**O SEU OBJETIVO**. Traduza para inglês a seguinte frase do excerto fornecido: «O meu trabalho é tentar criar as condições para que as coisas aconteçam em frente à câmara.»

**EXCERTO FORNECIDO**.
◇ ◇ ◇ ◇ ◇
Sem impor a presença da câmara, Nicolas Philibert filmou os doentes e os prestadores de cuidados de saúde durante sete meses:
“O filme foi rodado durante um longo período porque a Covid chegou a meio. Tive de interromper. Tive de filmar em várias vezes. As filmagens duraram sete meses. Houve muito improviso. O meu grande desejo foi dar voz aos doentes que lá estavam. Foi um filme muito improvisado. Ou seja, não cheguei como alguém que já sabia de antemão o que tinha de ser feito, o que tinha de ser dito. Não, cheguei lá como alguém que ia ouvir o que tinham para dizer. Para mim, era importante fazer um filme que fosse construído com base em encontros e em confiança. São premissas que não podem ser planeadas. Não se sabe o que vai acontecer e não faz mal, é isso que eu quero. O meu trabalho é tentar criar as condições para que as coisas aconteçam em frente à câmara. Aceito o que as pessoas me querem dar, é disso que tratam os meus filmes. Quando chego, explico que gostaria que me dessem algo e nos dissessem coisas, mas não estou lá para ditar o que tem de dizer, ou o que eu gostaria de ouvir”.
◇ ◇ ◇ ◇ ◇
**SECÇÃO DE DADOS**.
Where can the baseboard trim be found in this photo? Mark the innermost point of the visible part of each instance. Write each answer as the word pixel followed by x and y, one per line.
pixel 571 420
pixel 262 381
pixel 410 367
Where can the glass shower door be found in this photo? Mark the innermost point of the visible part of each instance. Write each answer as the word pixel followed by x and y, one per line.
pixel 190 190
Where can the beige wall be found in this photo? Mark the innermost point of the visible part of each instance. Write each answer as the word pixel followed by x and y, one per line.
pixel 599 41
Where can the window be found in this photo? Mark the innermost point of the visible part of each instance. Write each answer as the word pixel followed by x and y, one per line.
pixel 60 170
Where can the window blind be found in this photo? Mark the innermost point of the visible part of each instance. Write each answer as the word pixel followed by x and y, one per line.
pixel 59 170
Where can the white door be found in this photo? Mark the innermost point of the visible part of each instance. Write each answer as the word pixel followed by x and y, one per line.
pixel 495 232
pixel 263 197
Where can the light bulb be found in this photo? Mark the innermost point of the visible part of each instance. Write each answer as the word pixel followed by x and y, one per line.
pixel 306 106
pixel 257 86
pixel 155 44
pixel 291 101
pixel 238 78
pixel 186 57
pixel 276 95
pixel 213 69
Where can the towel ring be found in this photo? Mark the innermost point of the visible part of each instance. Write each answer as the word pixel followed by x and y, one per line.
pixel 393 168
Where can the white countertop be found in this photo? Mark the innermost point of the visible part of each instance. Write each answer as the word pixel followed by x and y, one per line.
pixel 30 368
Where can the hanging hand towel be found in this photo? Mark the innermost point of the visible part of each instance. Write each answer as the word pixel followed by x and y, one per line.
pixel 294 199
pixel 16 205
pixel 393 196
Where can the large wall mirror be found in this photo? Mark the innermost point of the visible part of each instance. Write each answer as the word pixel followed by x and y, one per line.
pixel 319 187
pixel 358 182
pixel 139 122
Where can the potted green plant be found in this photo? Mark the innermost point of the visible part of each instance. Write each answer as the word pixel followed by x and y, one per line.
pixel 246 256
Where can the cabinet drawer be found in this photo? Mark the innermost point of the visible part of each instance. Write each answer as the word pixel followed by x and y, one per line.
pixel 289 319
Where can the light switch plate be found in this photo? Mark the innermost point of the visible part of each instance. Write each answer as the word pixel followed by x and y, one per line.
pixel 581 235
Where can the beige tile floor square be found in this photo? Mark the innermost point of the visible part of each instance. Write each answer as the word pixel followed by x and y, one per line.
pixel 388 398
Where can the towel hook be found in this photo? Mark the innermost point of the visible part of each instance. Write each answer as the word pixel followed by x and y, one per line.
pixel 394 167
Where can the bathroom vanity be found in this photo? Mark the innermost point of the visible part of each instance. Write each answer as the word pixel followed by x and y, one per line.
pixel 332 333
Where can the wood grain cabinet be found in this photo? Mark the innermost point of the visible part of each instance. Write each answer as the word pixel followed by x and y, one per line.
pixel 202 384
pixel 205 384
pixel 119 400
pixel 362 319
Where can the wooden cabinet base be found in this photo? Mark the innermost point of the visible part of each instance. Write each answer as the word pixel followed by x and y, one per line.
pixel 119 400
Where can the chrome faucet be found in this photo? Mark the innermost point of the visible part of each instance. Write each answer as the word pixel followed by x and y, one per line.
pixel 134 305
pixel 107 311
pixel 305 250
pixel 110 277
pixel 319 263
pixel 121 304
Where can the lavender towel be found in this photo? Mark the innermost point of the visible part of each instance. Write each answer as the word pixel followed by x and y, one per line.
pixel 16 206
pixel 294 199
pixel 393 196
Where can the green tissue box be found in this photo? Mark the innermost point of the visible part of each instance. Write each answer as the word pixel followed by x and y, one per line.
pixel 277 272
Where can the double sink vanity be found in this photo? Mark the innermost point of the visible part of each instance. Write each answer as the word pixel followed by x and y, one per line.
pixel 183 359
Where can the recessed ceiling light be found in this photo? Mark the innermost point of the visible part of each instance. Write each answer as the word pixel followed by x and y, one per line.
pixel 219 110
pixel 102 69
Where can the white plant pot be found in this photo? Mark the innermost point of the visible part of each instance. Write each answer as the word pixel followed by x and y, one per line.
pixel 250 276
◇ ◇ ◇ ◇ ◇
**RESPOSTA À TAREFA**. My job is to try to create the conditions for things to happen in front of the camera.